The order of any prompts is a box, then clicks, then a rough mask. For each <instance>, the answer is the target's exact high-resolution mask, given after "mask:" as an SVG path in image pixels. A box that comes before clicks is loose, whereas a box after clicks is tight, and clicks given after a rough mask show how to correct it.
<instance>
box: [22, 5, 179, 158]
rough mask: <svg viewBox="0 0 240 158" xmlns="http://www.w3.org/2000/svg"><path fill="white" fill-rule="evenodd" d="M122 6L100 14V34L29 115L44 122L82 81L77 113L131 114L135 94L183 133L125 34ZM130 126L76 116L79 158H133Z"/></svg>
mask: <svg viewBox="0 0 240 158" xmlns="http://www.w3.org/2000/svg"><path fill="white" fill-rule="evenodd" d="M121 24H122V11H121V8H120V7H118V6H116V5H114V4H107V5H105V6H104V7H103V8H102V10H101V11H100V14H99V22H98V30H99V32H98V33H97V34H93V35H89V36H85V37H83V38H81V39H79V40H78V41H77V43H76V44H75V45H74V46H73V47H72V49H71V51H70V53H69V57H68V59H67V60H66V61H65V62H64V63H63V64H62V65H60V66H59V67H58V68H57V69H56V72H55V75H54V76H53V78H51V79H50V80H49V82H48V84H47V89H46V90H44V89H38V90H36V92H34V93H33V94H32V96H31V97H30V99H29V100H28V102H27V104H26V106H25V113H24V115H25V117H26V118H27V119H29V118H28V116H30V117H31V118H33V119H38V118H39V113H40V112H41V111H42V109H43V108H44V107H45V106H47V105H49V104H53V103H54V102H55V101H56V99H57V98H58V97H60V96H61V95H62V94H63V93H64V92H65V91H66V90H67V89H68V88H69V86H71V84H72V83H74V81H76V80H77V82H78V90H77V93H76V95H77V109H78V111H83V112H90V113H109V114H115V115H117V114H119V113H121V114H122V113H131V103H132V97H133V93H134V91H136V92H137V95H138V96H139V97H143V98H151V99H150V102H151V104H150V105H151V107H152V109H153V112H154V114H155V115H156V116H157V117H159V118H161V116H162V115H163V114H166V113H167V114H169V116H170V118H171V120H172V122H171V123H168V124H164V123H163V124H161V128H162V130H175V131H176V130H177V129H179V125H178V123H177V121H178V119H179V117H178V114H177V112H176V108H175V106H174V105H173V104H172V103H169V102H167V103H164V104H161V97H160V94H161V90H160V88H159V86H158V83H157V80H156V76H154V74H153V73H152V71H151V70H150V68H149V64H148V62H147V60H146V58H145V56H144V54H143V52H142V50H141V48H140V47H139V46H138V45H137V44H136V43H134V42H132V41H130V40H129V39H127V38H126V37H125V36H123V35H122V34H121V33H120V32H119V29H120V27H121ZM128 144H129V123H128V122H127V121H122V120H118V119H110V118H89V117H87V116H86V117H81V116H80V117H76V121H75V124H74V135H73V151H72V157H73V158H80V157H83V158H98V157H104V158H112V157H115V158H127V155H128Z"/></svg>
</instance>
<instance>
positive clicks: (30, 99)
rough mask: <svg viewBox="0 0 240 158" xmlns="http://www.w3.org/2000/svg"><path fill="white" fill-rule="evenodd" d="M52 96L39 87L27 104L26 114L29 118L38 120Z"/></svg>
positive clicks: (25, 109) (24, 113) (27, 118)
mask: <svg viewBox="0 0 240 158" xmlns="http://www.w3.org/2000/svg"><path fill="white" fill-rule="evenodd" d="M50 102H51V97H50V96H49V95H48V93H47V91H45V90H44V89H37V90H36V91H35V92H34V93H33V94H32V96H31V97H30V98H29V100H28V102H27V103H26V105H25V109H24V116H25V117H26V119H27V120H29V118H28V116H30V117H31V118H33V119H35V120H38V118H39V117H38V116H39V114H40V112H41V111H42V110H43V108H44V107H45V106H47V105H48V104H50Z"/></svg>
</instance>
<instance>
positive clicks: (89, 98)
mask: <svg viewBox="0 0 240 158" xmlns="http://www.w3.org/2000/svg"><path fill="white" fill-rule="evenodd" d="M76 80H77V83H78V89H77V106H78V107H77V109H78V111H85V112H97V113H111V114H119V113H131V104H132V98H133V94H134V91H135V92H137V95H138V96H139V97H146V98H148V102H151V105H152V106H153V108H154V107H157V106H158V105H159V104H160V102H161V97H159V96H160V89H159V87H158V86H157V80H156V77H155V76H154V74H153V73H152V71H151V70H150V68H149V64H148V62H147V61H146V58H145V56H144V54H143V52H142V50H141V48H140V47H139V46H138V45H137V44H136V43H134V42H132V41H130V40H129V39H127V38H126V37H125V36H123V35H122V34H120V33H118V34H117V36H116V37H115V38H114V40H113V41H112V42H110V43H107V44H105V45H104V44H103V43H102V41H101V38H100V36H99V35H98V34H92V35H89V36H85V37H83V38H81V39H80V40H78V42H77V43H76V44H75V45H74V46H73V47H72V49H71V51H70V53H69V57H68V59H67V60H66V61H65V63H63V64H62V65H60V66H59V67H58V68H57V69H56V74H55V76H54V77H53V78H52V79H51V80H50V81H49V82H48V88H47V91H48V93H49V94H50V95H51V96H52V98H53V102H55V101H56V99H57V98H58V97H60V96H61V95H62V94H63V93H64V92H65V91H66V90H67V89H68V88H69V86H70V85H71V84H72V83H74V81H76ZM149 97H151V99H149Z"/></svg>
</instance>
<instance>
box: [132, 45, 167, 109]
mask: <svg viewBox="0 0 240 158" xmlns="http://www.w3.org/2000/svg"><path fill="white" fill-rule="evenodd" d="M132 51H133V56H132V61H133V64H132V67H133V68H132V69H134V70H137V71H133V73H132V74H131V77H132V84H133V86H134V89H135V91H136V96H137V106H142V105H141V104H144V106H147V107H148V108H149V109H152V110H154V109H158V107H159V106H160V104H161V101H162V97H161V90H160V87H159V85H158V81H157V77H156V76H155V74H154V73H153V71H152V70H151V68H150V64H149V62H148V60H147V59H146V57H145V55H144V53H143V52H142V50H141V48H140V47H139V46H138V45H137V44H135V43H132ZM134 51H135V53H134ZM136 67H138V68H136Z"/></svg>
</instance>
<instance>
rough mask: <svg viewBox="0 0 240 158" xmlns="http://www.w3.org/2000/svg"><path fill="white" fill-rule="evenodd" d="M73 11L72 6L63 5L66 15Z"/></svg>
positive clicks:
**********
__What to produce__: Reproduce every row above, substituting "coarse mask" for each occurrence of "rough mask" and changing nothing else.

__Output for this task__:
The order of any prompts is a box, then clicks, then a coarse mask. For each <instance>, the answer is the target's exact high-resolution mask, given after "mask:" as an SVG path in image pixels. A box that comes before clicks is loose, whereas a box after clicks is tight, and clicks given after a coarse mask show how to correct it.
<instance>
box: [22, 5, 179, 158]
coarse mask: <svg viewBox="0 0 240 158" xmlns="http://www.w3.org/2000/svg"><path fill="white" fill-rule="evenodd" d="M122 6L100 14V34L29 115L44 122L82 81L77 113L131 114L135 94L183 133L125 34ZM130 126L76 116L79 158H133Z"/></svg>
mask: <svg viewBox="0 0 240 158" xmlns="http://www.w3.org/2000/svg"><path fill="white" fill-rule="evenodd" d="M121 24H122V11H121V8H120V7H118V6H116V5H114V4H107V5H105V6H104V7H103V8H102V10H101V11H100V14H99V22H98V30H99V32H98V33H97V34H93V35H89V36H85V37H83V38H81V39H79V40H78V41H77V43H76V44H75V45H74V46H73V47H72V49H71V51H70V53H69V57H68V59H67V60H66V61H65V62H64V63H63V64H62V65H60V66H59V67H58V68H57V69H56V72H55V75H54V76H53V78H51V79H50V80H49V82H48V84H47V89H46V90H44V89H38V90H36V92H34V93H33V94H32V96H31V97H30V99H29V100H28V102H27V104H26V106H25V113H24V115H25V117H26V118H27V119H29V118H28V116H30V117H31V118H33V119H38V118H39V113H40V112H41V111H42V109H43V108H44V107H45V106H47V105H49V104H53V103H54V102H55V101H56V99H57V98H58V97H60V96H61V95H62V94H63V93H64V92H65V91H66V90H67V89H68V88H69V86H71V84H72V83H74V81H76V80H77V82H78V90H77V93H76V95H77V109H78V111H83V112H90V113H109V114H115V115H117V114H119V113H121V114H122V113H131V103H132V97H133V93H134V91H136V92H137V95H138V96H139V97H143V98H151V99H150V102H151V104H150V105H151V107H152V109H153V112H154V114H155V115H156V116H157V117H159V118H161V116H162V115H163V114H166V113H167V114H169V116H170V118H171V120H172V122H171V123H168V124H164V123H163V124H161V128H162V130H175V131H176V130H177V129H179V125H178V123H177V121H178V119H179V117H178V114H177V112H176V108H175V106H174V105H173V104H172V103H169V102H167V103H164V104H161V97H160V94H161V90H160V88H159V86H158V83H157V80H156V76H154V74H153V73H152V71H151V70H150V68H149V64H148V62H147V60H146V58H145V56H144V54H143V52H142V50H141V48H140V47H139V46H138V45H137V44H136V43H134V42H132V41H130V40H129V39H127V38H126V37H125V36H123V35H122V34H121V33H120V32H119V29H120V27H121ZM128 144H129V123H128V122H127V121H122V120H118V119H110V118H89V117H87V116H86V117H81V116H80V117H76V121H75V124H74V135H73V151H72V157H73V158H80V157H83V158H98V157H104V158H112V157H115V158H127V155H128Z"/></svg>
</instance>
<instance>
positive clicks: (30, 99)
coarse mask: <svg viewBox="0 0 240 158" xmlns="http://www.w3.org/2000/svg"><path fill="white" fill-rule="evenodd" d="M52 96L39 87L27 104L26 114L29 118L38 120Z"/></svg>
positive clicks: (25, 109) (24, 113) (27, 118)
mask: <svg viewBox="0 0 240 158" xmlns="http://www.w3.org/2000/svg"><path fill="white" fill-rule="evenodd" d="M50 102H51V97H50V96H49V95H48V93H47V91H45V90H44V89H37V90H36V91H35V92H34V93H33V94H32V96H31V97H30V98H29V100H28V102H27V103H26V105H25V109H24V116H25V117H26V119H27V120H29V118H28V116H30V117H31V118H33V119H35V120H38V118H39V117H38V116H39V114H40V112H41V111H42V110H43V108H44V107H45V106H47V105H48V104H50Z"/></svg>
</instance>
<instance>
positive clicks: (89, 98)
mask: <svg viewBox="0 0 240 158" xmlns="http://www.w3.org/2000/svg"><path fill="white" fill-rule="evenodd" d="M76 80H77V83H78V89H77V106H78V107H77V109H78V111H85V112H97V113H111V114H119V113H131V104H132V98H133V94H134V91H135V92H137V95H138V96H139V97H146V98H148V102H151V105H152V106H153V108H154V107H157V106H158V105H159V104H160V102H161V97H159V96H160V89H159V87H158V86H157V80H156V77H155V76H154V74H153V73H152V71H151V70H150V68H149V64H148V62H147V61H146V58H145V56H144V54H143V52H142V50H141V48H140V47H139V46H138V45H137V44H136V43H134V42H132V41H130V40H129V39H127V38H126V37H125V36H123V35H122V34H120V33H118V34H117V36H116V37H115V38H114V40H113V41H112V42H110V43H107V44H105V45H104V44H103V43H102V41H101V38H100V36H99V35H98V34H92V35H89V36H85V37H83V38H81V39H80V40H78V42H77V43H76V44H75V45H74V46H73V47H72V49H71V51H70V53H69V57H68V59H67V60H66V61H65V63H63V64H62V65H60V66H59V67H58V68H57V69H56V74H55V76H54V77H53V78H52V79H51V80H50V81H49V82H48V88H47V91H48V93H49V94H50V95H51V96H52V98H53V102H55V101H56V99H57V98H58V97H60V96H61V95H62V94H63V93H64V92H65V91H66V90H67V89H68V88H69V86H70V85H71V84H72V83H74V81H76ZM149 97H151V99H149Z"/></svg>
</instance>
<instance>
box: [132, 45, 167, 109]
mask: <svg viewBox="0 0 240 158" xmlns="http://www.w3.org/2000/svg"><path fill="white" fill-rule="evenodd" d="M132 51H133V56H132V61H133V64H132V67H133V68H132V69H134V70H137V71H133V73H132V74H131V77H132V84H133V86H134V89H135V91H136V96H137V106H142V105H141V104H144V106H147V107H148V108H149V109H152V110H154V109H158V107H159V106H160V104H161V101H162V97H161V90H160V87H159V85H158V81H157V77H156V76H155V74H154V73H153V71H152V70H151V68H150V64H149V62H148V60H147V59H146V57H145V55H144V53H143V52H142V50H141V48H140V47H139V46H138V45H137V44H135V43H132ZM134 51H135V53H134ZM136 67H138V68H136Z"/></svg>
</instance>
<instance>
coarse mask: <svg viewBox="0 0 240 158" xmlns="http://www.w3.org/2000/svg"><path fill="white" fill-rule="evenodd" d="M73 11L72 6L63 5L66 15Z"/></svg>
positive clicks:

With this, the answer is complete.